### DATASET EXCERPTS

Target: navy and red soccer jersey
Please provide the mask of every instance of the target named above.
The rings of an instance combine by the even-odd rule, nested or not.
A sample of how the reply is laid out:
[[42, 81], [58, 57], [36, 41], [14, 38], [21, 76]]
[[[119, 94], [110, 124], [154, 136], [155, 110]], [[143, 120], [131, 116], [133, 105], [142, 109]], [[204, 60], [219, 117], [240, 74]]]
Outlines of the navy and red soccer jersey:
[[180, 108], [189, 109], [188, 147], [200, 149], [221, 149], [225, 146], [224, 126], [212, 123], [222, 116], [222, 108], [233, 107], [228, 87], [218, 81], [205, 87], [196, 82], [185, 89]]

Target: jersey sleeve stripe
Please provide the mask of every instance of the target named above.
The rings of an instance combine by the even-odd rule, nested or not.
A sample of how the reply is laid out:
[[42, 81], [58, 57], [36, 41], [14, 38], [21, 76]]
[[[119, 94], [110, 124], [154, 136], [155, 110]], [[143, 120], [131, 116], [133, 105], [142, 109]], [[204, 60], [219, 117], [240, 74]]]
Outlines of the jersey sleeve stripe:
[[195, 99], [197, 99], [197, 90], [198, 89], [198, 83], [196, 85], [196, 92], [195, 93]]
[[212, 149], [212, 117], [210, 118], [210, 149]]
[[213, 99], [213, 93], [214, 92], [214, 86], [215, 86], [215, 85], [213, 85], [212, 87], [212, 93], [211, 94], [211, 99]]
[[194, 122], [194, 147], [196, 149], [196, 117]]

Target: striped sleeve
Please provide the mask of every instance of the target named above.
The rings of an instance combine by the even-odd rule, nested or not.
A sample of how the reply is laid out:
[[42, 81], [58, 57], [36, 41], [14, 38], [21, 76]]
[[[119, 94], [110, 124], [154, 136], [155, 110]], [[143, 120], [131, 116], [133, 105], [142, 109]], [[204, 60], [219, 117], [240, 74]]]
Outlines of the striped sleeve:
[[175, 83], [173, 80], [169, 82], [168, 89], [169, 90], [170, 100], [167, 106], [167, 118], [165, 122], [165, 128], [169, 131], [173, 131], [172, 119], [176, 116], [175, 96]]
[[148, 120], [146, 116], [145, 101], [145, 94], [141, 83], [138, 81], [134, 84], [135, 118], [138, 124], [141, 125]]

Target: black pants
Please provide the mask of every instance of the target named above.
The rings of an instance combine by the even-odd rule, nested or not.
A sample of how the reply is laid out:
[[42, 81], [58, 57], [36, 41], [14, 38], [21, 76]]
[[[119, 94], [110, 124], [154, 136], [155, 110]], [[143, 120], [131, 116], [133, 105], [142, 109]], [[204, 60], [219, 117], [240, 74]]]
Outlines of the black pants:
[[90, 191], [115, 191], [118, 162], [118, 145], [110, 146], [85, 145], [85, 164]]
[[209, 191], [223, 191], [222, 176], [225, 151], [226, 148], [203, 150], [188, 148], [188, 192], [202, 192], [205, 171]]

######
### DATASET EXCERPTS

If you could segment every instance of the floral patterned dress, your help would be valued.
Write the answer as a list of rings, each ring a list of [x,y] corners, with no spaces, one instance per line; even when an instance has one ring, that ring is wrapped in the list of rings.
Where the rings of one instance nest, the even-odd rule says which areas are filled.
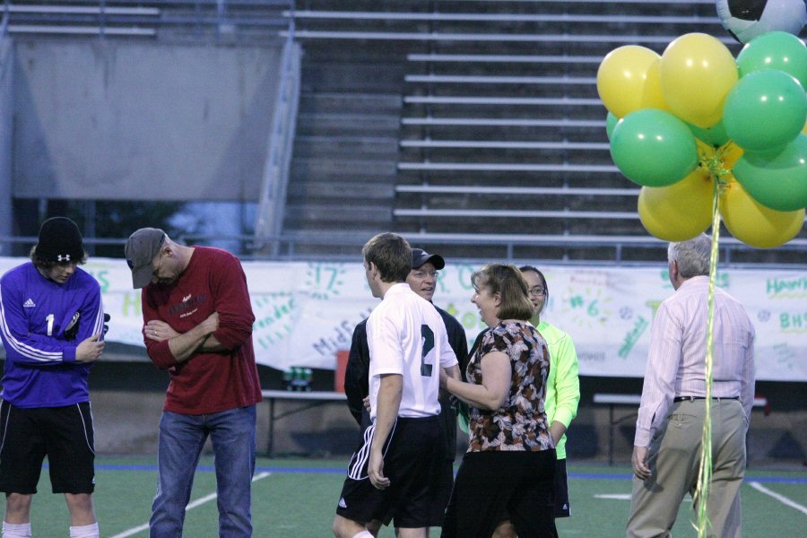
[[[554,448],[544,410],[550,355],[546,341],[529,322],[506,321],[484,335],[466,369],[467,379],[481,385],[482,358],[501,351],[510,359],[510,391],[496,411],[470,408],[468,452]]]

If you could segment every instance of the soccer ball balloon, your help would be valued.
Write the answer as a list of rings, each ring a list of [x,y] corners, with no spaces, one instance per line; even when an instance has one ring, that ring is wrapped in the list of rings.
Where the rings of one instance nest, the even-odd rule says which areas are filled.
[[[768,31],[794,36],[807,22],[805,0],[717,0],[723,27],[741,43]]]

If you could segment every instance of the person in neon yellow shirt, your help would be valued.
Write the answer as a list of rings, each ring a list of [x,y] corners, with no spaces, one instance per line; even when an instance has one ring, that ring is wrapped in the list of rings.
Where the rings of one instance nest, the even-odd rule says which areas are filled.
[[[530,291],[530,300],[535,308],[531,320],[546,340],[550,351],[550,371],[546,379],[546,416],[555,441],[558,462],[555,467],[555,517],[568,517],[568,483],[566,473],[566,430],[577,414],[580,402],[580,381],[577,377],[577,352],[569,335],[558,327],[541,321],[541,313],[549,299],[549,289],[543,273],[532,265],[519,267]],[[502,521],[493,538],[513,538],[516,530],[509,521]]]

######
### DATASET EXCERPTS

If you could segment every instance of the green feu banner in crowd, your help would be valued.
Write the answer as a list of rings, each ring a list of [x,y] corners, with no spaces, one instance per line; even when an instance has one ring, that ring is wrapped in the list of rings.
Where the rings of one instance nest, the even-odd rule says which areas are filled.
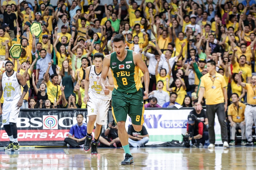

######

REQUIREMENT — Render the records that open with the line containing "Target: navy and red soccer jersey" and close with the line containing "82], [185, 89]]", both of those lines included, as a numbered list, leaving out any blank lines.

TASK ANSWER —
1. Target: navy and red soccer jersey
2. Please provide the mask of every instance of the target named above.
3. The rings of an instance combine by the even-odd rule, nested or not.
4. A sample of how the reply is laid out:
5. [[42, 81], [58, 57], [36, 41], [14, 38], [21, 76]]
6. [[[119, 94], [110, 124], [154, 136], [155, 110]], [[143, 120], [131, 116], [133, 105], [142, 109]], [[204, 60], [219, 117], [240, 74]]]
7. Outlines of the navy and red soccer jersey:
8. [[180, 108], [189, 109], [188, 147], [200, 149], [221, 149], [225, 146], [224, 126], [212, 123], [222, 116], [222, 108], [233, 107], [228, 87], [218, 81], [205, 87], [196, 82], [185, 89]]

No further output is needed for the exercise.